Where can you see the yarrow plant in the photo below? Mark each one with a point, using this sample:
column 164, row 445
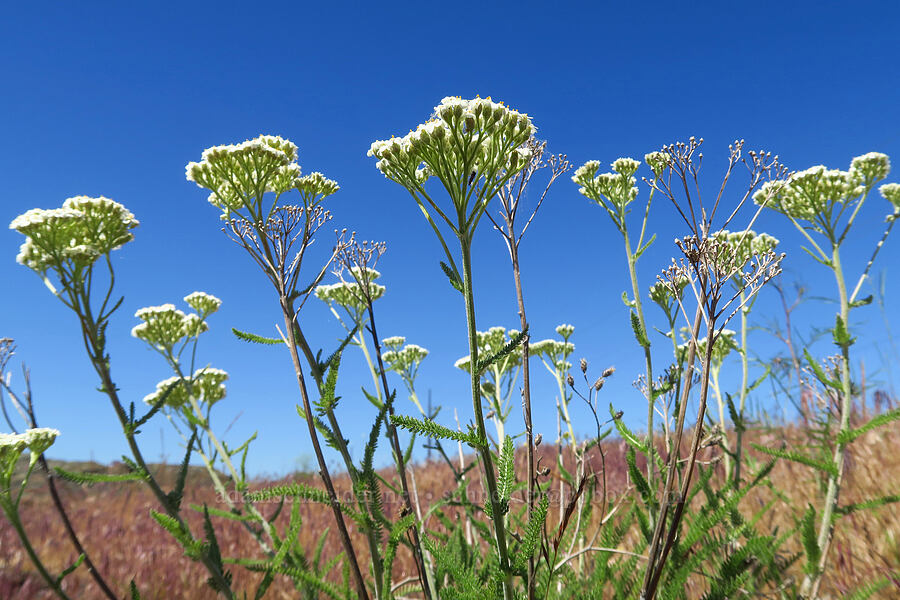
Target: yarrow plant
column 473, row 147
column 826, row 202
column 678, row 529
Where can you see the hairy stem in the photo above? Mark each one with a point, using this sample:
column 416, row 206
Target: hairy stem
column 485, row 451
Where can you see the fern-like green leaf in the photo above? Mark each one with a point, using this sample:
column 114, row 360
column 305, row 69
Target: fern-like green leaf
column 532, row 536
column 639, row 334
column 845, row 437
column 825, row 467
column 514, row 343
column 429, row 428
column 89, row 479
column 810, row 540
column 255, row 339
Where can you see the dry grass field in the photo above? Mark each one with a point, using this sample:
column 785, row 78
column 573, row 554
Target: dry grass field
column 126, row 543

################

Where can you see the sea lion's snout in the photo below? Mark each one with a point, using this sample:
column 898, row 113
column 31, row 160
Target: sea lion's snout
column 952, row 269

################

Copy out, unchanged, every line between the line holding "Where can you see the yarrow" and the line holding "column 126, row 543", both of those lines included, and leave the pictures out of your copy.

Where can you see the yarrow plant in the photo below? Mark each one with a point, using this sample:
column 164, row 445
Target: yarrow plant
column 473, row 147
column 826, row 202
column 678, row 529
Where can you see the hairy stem in the photo above? Mark each one with a point, using this sample:
column 416, row 206
Target: hairy stem
column 485, row 451
Where can you see the fern-like green leaf in the photo above? Mark each one with a point, using this sample:
column 114, row 360
column 305, row 69
Target: fern-like green leaf
column 532, row 536
column 639, row 334
column 845, row 437
column 825, row 467
column 514, row 343
column 429, row 428
column 89, row 479
column 810, row 540
column 255, row 339
Where can you see the dry grass field in the photo above? Mark each one with a point, using this sample:
column 785, row 78
column 573, row 554
Target: dry grass field
column 126, row 543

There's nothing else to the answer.